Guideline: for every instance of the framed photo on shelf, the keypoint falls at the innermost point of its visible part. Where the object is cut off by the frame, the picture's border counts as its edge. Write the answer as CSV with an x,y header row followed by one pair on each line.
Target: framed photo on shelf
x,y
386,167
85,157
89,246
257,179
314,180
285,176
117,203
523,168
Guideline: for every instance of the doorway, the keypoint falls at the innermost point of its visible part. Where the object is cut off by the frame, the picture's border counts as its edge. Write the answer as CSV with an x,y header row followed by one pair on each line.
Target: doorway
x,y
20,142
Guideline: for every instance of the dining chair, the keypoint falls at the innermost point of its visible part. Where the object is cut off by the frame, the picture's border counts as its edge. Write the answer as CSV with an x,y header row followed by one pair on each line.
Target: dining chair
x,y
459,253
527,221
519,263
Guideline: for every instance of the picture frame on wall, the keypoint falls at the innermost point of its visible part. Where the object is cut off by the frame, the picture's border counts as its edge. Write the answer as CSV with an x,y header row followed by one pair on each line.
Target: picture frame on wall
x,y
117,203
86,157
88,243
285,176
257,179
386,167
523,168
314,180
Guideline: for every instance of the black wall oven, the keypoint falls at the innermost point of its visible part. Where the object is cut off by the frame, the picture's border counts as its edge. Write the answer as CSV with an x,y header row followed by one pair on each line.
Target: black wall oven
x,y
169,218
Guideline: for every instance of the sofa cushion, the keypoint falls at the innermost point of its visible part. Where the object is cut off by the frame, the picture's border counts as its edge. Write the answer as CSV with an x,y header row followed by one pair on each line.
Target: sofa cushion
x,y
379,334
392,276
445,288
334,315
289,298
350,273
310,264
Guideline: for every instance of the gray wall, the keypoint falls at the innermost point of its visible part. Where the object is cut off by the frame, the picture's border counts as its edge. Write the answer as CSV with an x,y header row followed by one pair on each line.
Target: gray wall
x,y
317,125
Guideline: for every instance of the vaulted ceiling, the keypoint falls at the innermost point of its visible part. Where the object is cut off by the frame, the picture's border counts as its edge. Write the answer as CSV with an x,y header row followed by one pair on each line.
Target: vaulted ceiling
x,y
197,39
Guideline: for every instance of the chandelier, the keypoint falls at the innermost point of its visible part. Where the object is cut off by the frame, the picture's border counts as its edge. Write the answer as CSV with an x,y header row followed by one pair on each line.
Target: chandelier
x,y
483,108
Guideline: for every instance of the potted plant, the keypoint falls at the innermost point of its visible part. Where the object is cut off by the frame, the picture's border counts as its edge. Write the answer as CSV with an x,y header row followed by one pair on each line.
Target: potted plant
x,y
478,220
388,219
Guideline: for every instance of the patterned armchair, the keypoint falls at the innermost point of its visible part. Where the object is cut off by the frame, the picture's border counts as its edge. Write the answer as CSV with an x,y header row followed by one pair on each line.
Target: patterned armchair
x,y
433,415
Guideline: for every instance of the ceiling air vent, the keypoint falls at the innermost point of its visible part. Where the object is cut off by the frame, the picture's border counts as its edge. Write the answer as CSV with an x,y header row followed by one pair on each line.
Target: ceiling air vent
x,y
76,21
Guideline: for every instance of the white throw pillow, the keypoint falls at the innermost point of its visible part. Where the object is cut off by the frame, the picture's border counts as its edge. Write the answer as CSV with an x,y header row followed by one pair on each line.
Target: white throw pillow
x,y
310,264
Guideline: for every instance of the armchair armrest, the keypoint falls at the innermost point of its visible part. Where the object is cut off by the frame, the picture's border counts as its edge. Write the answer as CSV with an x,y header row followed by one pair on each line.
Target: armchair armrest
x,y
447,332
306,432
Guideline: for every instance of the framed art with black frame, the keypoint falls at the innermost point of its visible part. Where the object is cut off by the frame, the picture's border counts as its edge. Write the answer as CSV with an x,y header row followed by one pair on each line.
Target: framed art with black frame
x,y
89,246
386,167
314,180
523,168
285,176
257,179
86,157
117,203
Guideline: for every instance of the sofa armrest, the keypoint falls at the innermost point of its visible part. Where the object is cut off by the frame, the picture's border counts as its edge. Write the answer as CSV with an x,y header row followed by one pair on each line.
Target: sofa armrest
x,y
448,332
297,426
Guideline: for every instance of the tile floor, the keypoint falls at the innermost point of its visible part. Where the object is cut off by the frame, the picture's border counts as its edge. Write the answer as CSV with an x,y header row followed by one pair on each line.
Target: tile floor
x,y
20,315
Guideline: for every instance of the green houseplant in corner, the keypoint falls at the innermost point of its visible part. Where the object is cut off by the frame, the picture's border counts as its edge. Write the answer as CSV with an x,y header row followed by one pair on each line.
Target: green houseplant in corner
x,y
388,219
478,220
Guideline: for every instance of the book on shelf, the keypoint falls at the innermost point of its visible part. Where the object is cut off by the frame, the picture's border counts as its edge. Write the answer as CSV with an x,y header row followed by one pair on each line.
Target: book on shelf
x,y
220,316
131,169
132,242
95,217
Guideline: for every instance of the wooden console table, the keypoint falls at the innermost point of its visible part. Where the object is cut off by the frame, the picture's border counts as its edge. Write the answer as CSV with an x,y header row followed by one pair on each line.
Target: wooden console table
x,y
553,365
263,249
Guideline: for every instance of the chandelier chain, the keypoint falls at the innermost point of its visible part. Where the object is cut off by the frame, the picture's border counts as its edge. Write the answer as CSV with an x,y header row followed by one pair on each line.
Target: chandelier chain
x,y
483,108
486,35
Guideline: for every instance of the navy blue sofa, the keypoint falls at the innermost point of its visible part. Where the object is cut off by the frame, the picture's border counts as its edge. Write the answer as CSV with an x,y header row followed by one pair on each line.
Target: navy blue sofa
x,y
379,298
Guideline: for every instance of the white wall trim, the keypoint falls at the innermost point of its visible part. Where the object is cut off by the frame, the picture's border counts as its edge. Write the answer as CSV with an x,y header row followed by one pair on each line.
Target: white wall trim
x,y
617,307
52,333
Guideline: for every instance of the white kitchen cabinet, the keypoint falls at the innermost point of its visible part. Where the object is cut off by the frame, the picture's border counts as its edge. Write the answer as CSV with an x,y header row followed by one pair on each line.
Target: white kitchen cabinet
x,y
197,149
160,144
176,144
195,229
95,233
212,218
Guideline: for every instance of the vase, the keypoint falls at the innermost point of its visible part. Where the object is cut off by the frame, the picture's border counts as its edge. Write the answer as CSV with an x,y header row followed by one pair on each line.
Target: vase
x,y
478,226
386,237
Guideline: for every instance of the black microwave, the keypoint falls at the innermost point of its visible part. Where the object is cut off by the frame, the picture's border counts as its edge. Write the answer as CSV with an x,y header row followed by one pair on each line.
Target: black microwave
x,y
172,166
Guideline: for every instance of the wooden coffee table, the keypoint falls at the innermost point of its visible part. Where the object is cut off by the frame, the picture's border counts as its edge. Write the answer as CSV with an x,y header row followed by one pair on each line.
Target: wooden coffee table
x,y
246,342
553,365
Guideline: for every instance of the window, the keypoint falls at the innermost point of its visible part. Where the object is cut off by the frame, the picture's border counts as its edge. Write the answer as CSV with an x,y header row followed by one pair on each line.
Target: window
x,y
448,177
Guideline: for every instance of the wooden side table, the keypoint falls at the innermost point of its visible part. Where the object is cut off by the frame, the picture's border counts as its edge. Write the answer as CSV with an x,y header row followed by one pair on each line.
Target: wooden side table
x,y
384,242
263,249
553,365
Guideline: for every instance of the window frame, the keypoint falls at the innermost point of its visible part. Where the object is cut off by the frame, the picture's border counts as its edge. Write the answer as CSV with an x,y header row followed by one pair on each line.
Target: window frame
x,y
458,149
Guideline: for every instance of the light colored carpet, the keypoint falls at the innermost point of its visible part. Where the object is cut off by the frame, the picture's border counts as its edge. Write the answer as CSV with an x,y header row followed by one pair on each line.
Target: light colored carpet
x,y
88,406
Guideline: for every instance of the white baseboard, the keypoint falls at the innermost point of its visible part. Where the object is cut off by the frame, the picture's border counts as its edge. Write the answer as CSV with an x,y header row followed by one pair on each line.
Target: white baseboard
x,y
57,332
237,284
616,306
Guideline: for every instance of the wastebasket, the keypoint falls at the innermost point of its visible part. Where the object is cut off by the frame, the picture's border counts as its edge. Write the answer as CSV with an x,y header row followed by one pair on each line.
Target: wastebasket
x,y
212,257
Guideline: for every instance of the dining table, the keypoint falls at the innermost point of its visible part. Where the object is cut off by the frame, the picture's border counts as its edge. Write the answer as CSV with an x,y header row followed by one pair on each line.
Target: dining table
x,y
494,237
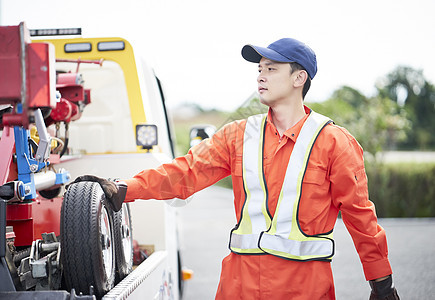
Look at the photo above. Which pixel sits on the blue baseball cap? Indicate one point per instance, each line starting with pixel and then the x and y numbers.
pixel 284 50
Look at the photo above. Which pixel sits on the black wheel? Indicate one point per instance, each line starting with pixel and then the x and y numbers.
pixel 122 230
pixel 87 255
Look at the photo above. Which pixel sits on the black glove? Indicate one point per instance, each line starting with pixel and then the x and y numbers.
pixel 114 191
pixel 383 290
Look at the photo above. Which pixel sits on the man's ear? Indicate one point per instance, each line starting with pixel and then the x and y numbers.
pixel 301 78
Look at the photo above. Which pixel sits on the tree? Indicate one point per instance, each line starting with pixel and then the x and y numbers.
pixel 377 123
pixel 410 90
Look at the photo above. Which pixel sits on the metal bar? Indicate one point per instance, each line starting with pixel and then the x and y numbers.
pixel 5 276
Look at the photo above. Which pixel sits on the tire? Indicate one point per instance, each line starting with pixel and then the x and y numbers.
pixel 122 230
pixel 88 254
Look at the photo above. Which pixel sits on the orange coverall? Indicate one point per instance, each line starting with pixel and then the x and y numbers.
pixel 335 180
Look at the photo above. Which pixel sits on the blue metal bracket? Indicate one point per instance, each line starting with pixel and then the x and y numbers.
pixel 26 164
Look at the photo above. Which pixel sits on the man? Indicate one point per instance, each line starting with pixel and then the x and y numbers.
pixel 293 170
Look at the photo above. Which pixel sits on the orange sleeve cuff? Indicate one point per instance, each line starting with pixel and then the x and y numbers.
pixel 377 269
pixel 133 190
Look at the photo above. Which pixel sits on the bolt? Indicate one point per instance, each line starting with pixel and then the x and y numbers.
pixel 27 189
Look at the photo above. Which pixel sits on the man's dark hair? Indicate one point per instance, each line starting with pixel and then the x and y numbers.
pixel 296 67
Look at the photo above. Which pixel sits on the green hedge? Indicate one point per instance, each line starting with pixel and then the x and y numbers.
pixel 402 189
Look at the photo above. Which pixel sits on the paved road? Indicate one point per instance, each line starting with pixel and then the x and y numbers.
pixel 206 221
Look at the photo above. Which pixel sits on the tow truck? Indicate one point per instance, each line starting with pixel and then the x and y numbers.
pixel 71 106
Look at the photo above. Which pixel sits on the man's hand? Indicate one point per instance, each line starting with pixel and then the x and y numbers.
pixel 114 191
pixel 383 290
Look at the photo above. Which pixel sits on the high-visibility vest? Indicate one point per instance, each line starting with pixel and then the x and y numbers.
pixel 257 232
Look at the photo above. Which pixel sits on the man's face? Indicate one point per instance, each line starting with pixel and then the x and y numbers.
pixel 275 81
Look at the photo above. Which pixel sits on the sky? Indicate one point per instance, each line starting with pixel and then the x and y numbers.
pixel 194 46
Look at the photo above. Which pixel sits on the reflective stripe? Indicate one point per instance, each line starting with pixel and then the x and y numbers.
pixel 245 241
pixel 284 245
pixel 253 176
pixel 290 192
pixel 281 236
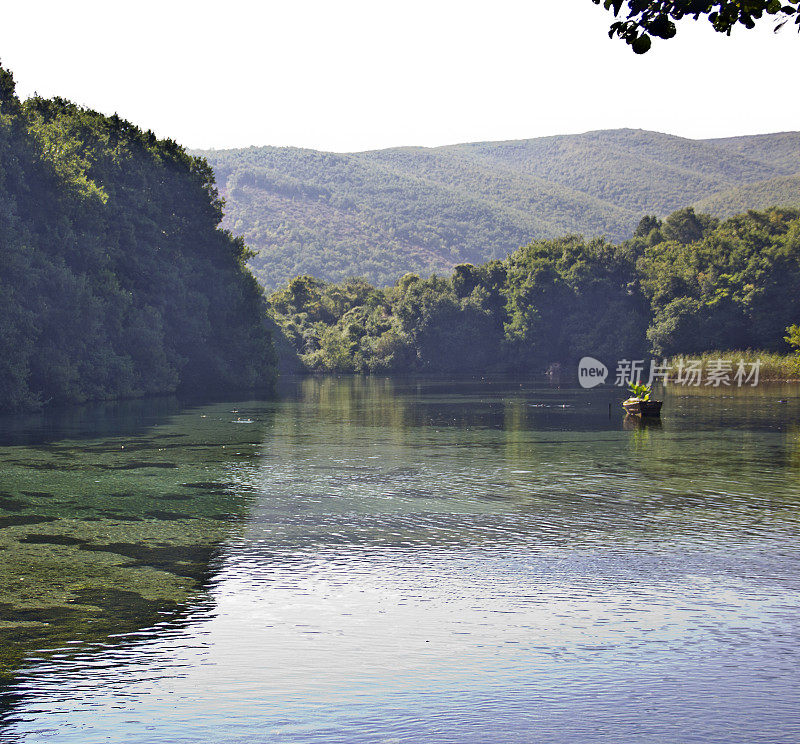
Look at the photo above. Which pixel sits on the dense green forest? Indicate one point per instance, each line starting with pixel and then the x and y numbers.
pixel 682 285
pixel 384 213
pixel 115 279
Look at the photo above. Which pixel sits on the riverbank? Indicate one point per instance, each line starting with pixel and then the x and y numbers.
pixel 772 367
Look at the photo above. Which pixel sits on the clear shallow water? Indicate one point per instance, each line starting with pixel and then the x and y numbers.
pixel 404 561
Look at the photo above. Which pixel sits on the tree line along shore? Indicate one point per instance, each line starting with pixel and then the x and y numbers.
pixel 117 281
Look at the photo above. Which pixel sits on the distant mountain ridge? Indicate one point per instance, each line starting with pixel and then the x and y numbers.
pixel 382 213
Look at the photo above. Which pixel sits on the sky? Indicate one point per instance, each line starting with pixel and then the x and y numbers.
pixel 363 74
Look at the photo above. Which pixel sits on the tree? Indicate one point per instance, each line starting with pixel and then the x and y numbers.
pixel 648 18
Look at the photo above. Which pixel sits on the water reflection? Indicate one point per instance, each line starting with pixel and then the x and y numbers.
pixel 439 560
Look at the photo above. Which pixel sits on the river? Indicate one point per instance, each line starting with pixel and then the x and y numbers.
pixel 412 560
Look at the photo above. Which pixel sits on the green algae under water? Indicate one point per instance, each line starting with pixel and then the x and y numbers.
pixel 419 560
pixel 104 535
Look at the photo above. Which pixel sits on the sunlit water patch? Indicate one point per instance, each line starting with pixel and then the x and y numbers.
pixel 408 561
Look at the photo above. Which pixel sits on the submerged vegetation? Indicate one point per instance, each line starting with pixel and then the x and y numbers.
pixel 683 285
pixel 115 280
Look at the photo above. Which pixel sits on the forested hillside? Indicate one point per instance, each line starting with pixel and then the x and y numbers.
pixel 115 280
pixel 380 214
pixel 684 285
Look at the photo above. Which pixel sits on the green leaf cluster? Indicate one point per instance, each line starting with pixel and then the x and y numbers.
pixel 656 18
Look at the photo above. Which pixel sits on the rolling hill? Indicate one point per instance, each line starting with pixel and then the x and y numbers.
pixel 382 213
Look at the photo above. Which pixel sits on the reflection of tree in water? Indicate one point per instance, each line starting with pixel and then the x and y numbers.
pixel 115 532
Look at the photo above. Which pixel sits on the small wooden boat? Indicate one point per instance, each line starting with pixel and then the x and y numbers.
pixel 639 407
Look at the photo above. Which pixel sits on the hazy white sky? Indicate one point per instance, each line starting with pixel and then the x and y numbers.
pixel 361 74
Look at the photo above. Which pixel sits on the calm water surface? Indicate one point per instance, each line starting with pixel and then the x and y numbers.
pixel 403 561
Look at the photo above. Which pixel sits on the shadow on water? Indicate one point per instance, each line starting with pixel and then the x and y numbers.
pixel 111 517
pixel 129 524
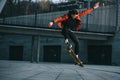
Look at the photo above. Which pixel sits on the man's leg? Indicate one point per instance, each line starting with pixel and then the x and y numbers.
pixel 76 42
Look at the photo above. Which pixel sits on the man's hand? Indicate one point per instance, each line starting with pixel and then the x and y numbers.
pixel 50 24
pixel 96 5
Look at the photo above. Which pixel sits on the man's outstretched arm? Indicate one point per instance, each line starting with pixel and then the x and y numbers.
pixel 89 10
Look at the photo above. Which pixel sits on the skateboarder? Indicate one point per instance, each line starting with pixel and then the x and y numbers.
pixel 71 22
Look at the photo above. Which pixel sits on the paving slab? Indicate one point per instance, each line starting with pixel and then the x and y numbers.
pixel 23 70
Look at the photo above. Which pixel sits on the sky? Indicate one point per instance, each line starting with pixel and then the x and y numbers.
pixel 55 1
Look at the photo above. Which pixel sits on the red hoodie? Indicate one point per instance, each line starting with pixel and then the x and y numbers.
pixel 60 19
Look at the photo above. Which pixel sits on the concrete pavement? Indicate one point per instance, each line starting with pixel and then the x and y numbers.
pixel 21 70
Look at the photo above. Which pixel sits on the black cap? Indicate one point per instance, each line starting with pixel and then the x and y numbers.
pixel 74 11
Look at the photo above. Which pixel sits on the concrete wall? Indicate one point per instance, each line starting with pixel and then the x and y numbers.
pixel 14 40
pixel 116 42
pixel 26 42
pixel 102 19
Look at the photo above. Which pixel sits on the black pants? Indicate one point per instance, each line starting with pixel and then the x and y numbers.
pixel 69 34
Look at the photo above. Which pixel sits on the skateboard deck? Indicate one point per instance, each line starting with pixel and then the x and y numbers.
pixel 71 52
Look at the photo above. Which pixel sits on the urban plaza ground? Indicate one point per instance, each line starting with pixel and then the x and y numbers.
pixel 22 70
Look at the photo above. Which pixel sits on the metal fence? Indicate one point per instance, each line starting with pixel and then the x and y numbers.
pixel 37 13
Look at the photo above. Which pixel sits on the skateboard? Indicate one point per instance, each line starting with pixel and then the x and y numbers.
pixel 71 52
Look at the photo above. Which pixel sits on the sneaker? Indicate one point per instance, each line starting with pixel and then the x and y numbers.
pixel 77 56
pixel 69 45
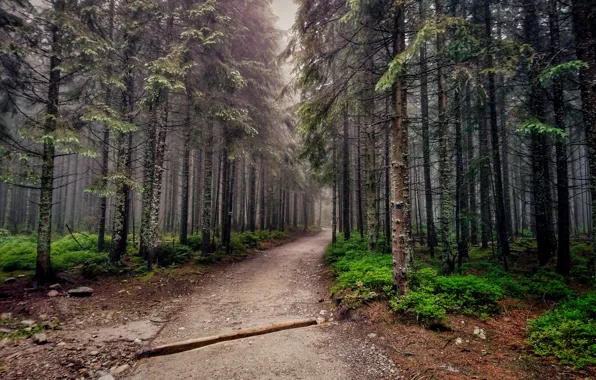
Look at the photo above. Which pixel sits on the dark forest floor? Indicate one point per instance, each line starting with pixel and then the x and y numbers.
pixel 89 336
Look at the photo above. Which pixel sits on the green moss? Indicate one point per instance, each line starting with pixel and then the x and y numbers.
pixel 568 332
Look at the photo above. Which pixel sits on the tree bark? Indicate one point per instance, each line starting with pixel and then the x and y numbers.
pixel 43 265
pixel 496 149
pixel 346 180
pixel 431 237
pixel 400 202
pixel 206 228
pixel 584 26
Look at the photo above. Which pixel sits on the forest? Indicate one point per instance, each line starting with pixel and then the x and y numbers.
pixel 448 146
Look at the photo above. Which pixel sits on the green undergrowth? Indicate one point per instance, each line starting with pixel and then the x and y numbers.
pixel 360 274
pixel 18 253
pixel 567 332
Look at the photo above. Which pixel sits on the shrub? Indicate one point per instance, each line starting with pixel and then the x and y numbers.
pixel 468 294
pixel 19 252
pixel 548 285
pixel 356 268
pixel 169 254
pixel 195 242
pixel 432 296
pixel 568 332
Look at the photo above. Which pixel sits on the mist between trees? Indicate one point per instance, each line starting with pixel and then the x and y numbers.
pixel 452 123
pixel 146 120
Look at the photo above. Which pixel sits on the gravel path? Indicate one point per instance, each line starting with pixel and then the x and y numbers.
pixel 279 285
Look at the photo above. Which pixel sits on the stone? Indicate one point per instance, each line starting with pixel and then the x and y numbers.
pixel 480 333
pixel 40 338
pixel 83 291
pixel 119 370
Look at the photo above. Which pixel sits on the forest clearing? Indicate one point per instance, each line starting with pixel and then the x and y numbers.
pixel 297 189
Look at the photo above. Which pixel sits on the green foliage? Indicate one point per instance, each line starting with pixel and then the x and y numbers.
pixel 568 332
pixel 430 30
pixel 432 296
pixel 19 252
pixel 536 126
pixel 169 254
pixel 358 270
pixel 548 285
pixel 561 70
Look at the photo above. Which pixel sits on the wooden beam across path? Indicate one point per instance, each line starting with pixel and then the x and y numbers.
pixel 174 348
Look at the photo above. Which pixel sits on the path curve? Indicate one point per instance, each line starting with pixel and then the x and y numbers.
pixel 279 285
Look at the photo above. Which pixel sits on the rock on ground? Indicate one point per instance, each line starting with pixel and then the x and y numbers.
pixel 83 291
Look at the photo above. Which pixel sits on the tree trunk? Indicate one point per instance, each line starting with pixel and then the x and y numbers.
pixel 160 150
pixel 400 205
pixel 346 180
pixel 495 134
pixel 584 26
pixel 185 176
pixel 431 237
pixel 563 205
pixel 444 162
pixel 206 232
pixel 43 265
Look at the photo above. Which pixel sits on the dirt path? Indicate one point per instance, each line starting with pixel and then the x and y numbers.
pixel 280 285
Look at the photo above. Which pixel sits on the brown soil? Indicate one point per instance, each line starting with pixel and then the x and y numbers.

WHAT YOU SHOULD DO
Give back precisely the lines above that start at the line containing "Guideline: for every instance of the dining chair, the" and end at the line containing "Guideline: for every instance of the vaulted", inclusive. No other lines belong in the output.

COMPLETED TASK
Guideline: for every instance of the dining chair, the keypoint falls at the innermost point of its visible part. Where the object is cut off by the frame, the picture's border counts as its edge. Write the answer as CSV with an x,y header row followed by one pair on each line.
Target: dining chair
x,y
459,253
527,221
519,263
Guideline: for every instance of the picture frame on wall, the keypoint falls at the innermost point of its visible part. Where the object is cut off by the frame, the picture's border counts as its edge. Write the answer as CSV with an x,y header row followed by one pair on each line.
Target: picture frame on wall
x,y
117,203
86,157
88,243
285,176
257,179
386,167
523,168
314,180
Guideline: for every instance of the black wall oven, the keypoint falls at the innermost point of its visible part. Where the object is cut off by the frame, the picture's border counts as its edge. Write the answer as CSV with an x,y header row followed by one pair on each line.
Target: black wall oven
x,y
169,218
Guideline: for every instance of the sofa cushion, the keypoint falls at the innermost point of its visible part. Where the object is cut off by the frame, the picture's border counts as its edge. Write the answer as CSV with an x,y header row followed by one pair on each line.
Target: sofa cushion
x,y
379,334
392,276
445,288
334,315
289,298
350,273
310,264
Guideline: for every instance of the gray wall, the keypoint falls at the innermost point of its visible part. Where the object is cut off by the frame, the picture's border counts as its edge. Write the answer as CSV with an x,y header row followed by one pair on each line.
Target: gray wall
x,y
317,125
Guideline: for every instance of the vaulted ceiling, the keypoint falls at the innermost point of its visible part. Where the object is cut off by the frame, the picture's border counts as its edge. Write the answer as CSV with an x,y header row followed by one pair on each line.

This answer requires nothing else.